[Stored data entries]
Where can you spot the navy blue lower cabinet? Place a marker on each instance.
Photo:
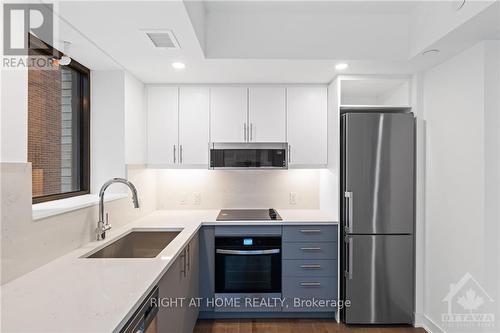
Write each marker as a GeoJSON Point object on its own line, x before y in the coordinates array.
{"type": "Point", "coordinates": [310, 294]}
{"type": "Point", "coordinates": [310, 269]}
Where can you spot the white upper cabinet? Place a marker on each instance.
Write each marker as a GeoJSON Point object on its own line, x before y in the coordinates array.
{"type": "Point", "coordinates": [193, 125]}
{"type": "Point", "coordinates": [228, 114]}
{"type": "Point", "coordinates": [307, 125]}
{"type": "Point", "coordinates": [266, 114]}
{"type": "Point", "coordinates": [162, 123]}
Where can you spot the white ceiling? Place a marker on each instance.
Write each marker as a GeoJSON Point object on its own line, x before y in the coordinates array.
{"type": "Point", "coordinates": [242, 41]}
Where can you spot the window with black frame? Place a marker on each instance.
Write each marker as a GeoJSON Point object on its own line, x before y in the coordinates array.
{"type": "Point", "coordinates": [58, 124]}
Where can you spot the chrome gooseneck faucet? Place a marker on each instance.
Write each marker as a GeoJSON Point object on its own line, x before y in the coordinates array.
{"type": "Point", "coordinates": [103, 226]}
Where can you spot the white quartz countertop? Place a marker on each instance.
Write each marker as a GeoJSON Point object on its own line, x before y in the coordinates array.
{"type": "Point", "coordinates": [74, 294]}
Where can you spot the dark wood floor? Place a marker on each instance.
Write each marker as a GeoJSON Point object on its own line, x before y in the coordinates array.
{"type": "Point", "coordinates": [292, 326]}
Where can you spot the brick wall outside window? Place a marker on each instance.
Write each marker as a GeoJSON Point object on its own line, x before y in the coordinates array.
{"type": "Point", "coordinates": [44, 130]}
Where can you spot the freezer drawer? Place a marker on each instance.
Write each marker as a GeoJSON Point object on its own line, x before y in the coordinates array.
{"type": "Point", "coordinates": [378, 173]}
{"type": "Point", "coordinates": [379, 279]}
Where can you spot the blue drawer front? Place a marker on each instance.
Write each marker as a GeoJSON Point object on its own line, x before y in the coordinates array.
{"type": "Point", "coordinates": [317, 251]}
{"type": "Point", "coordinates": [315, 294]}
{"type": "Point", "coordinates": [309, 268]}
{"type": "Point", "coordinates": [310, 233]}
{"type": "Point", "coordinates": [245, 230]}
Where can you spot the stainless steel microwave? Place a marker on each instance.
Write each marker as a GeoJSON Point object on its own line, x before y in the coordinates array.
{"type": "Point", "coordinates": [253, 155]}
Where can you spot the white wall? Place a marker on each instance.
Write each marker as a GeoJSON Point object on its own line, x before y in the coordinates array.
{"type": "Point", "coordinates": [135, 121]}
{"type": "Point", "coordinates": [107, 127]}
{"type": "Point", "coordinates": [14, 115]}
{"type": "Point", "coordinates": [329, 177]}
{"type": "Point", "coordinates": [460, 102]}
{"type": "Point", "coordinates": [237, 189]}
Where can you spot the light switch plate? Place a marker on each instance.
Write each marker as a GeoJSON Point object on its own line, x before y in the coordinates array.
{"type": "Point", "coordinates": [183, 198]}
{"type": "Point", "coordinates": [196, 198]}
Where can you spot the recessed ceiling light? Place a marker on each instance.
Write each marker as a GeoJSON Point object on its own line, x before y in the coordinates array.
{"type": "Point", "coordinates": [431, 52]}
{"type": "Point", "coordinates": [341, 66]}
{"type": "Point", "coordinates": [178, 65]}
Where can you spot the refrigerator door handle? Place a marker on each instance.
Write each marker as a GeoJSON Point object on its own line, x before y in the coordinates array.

_Problem details:_
The data should be printed again unchanged; leave its pictures out.

_Exercise answer:_
Where can you spot the navy blue lower cabinet? Place a marker on each instance.
Photo:
Write each marker as a GeoJSON Point object on its own line, x before y in the coordinates array.
{"type": "Point", "coordinates": [310, 294]}
{"type": "Point", "coordinates": [310, 269]}
Where can you spot the white upper cabinet? Place a marker on each instance.
Write each marker as a GeoJSON Point object on its own line, x before y in the coordinates array.
{"type": "Point", "coordinates": [193, 125]}
{"type": "Point", "coordinates": [228, 114]}
{"type": "Point", "coordinates": [307, 125]}
{"type": "Point", "coordinates": [266, 114]}
{"type": "Point", "coordinates": [162, 123]}
Where can you spot the white ceiling? Place a marker on each instance.
Write each marker as a GeoJSON Point object on its own line, x before y in the coordinates array.
{"type": "Point", "coordinates": [242, 41]}
Where can you spot the window with black frame? Place a marker on each instance.
Write each marker as a GeoJSON Point object on its own line, x before y in the coordinates array.
{"type": "Point", "coordinates": [58, 124]}
Where can you spot the chrome gooseneck faucet? Place a marker on each instance.
Write each marker as a GeoJSON Point object on its own line, x before y in the coordinates array.
{"type": "Point", "coordinates": [103, 226]}
Where can you spot the white quartz countertop? Place a marker on each instance.
Write each marker as a GeoJSON Point object on its own line, x before y in the coordinates array.
{"type": "Point", "coordinates": [74, 294]}
Where can you spot the dark wood floor? Place a marker on each instance.
Write each marker as a GeoJSON Point object on its own line, x before y in the coordinates array.
{"type": "Point", "coordinates": [292, 326]}
Where can you spot the brick wall outside window? Place a marker on each instance.
Write each marker as a GeoJSON Point object on its own line, x before y in the coordinates array.
{"type": "Point", "coordinates": [44, 130]}
Where can you spot the freezer drawer? Place a marker on each instance.
Write each marker as a GeoJSON Point object on its own line, x before y in the coordinates array.
{"type": "Point", "coordinates": [378, 173]}
{"type": "Point", "coordinates": [379, 279]}
Where can you spot the blue drawer front? Place a marker on each instance.
Write each marker as a GeoJSON Point object on its own line, x before y in the coordinates array.
{"type": "Point", "coordinates": [317, 251]}
{"type": "Point", "coordinates": [315, 294]}
{"type": "Point", "coordinates": [309, 268]}
{"type": "Point", "coordinates": [310, 233]}
{"type": "Point", "coordinates": [245, 230]}
Where can you spot the stainless steel microwave? Place a marker on each instance.
Write each marker as a GeoJSON Point object on its own line, x before y in the coordinates array.
{"type": "Point", "coordinates": [253, 155]}
Where can you spot the white wall? Place a marker on each instance.
Write each marker as a GeoJSON Point object on its own line, x before y in the coordinates array.
{"type": "Point", "coordinates": [135, 121]}
{"type": "Point", "coordinates": [107, 127]}
{"type": "Point", "coordinates": [14, 115]}
{"type": "Point", "coordinates": [329, 177]}
{"type": "Point", "coordinates": [460, 102]}
{"type": "Point", "coordinates": [237, 189]}
Where can you spot the light switch plate? Place a marker on each instance.
Write each marker as a GeoJSON Point object on its own line, x before y in the coordinates array.
{"type": "Point", "coordinates": [183, 198]}
{"type": "Point", "coordinates": [196, 198]}
Where can you spot the recessed ceiling light? Place a marker on each instance.
Write each marker as a GeoJSON Point object on its own line, x before y in the coordinates array.
{"type": "Point", "coordinates": [431, 52]}
{"type": "Point", "coordinates": [341, 66]}
{"type": "Point", "coordinates": [178, 65]}
Where can you spot the refrigerator door handle? Place a marker on each instance.
Write each marker as a GeoJSON Point object on its own line, x before y in the coordinates array.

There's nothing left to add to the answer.